>> begin DOCUMENT EXTRACT

Hong Kong elections reveal a marked political radicalisation

By Peter Symonds
16 September 2004

While the media has generally construed the outcome of the Hong Kong election on Sunday as a failure for the so-called democrats, the results revealed a marked determination by voters to choose candidates whom they hoped would fight more vigorously against the pro-Beijing administration and its policies.

The “democrats”—a loose grouping of parties, organisations and individuals—won 25 of the 60 seats at stake in the Legislative Council—three seats more than the 2000 result. The main pro-Beijing party—the Democratic Alliance for the Betterment of Hong Kong (DAB)—and its allies took 34 seats—the same number as previously. One “independent” was also elected.

The odds were always stacked against the opposition. Only half of the seats are directly elected. The remainder are chosen by “functional constituencies”—groupings of professionals and businesses, most of which are small, conservative and unwilling to disturb the status quo. In some cases, corporations have a vote. Of these 30 “functional” representatives, 11 were elected unopposed. The “democrats” only managed to win a few comparatively large constituencies, such as education in which over 70,000 teachers voted.

The opposition parties had, however, expected to do better. Over the past two years, there has been a growing protest movement against the anti-democratic methods of Beijing’s appointee Chief Executive Tung Chee-hwa and deepening social inequality.

>> end DOCUMENT EXTRACT
>> begin DATASET EXTRACT

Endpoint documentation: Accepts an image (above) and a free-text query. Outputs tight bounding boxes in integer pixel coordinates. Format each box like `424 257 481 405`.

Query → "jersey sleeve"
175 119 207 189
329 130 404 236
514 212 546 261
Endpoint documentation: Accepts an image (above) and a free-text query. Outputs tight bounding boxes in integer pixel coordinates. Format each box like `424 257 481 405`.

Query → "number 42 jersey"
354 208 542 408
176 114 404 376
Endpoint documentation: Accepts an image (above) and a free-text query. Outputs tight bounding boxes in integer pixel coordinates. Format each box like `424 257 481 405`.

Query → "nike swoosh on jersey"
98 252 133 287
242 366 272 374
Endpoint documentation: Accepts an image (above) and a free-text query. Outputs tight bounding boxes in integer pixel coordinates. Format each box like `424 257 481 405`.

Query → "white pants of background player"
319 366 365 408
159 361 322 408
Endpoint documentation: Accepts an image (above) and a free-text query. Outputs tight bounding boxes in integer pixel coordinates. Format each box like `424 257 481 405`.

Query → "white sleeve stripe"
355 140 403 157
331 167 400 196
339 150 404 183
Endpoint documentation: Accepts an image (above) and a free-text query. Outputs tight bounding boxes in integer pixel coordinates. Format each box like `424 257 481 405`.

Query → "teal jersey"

>> end DATASET EXTRACT

PROBLEMS TO SOLVE =>
1. Answer these questions using the Hong Kong election article:
(a) How many of the 60 Legislative Council seats did the "democrats" win?
(b) How many of the 30 "functional" representatives were elected unopposed?
(c) In which constituency did over 70,000 teachers vote?
2. Continue the Hong Kong election article from the point where it ends.
The rows have no connection to the Hong Kong election article.

ANSWERS BELOW =>
1.
(a) 25
(b) 11
(c) Education

2.
On July 1, 2003, half a million people took to the streets to demonstrate against Tung’s attempts to impose new anti-subversion laws that would have allowed police to crack down on organisations outlawed in China. On the same date this year, several hundred thousand people protested against Beijing’s decision in April to rule out full direct elections for chief executive in 2007 and for the Legislative Council in 2008.

The “democrats” hoped to capitalise on these sentiments, particularly as six more seats were up for direct election than in 2000, but only increased their tally of directly-elected seats from 17 to 18; the remainder coming from functional constituencies. Expressing the bitter disappointment of the Democratic Party, the largest opposition party, its chairman Martin Lee described the result as a “very sad victory”.

Many factors contributed to the election outcome, not least of which was Beijing’s campaign of dirty tricks against its opponents. In the final weeks of the campaign, Chinese police arrested Democratic Party candidate Alex Ho in the city of Dongguang, allegedly for soliciting a prostitute, and imposed a six-month term of detention without trial. Another Democratic Party candidate, James To, suddenly found himself in the midst of a financial scandal.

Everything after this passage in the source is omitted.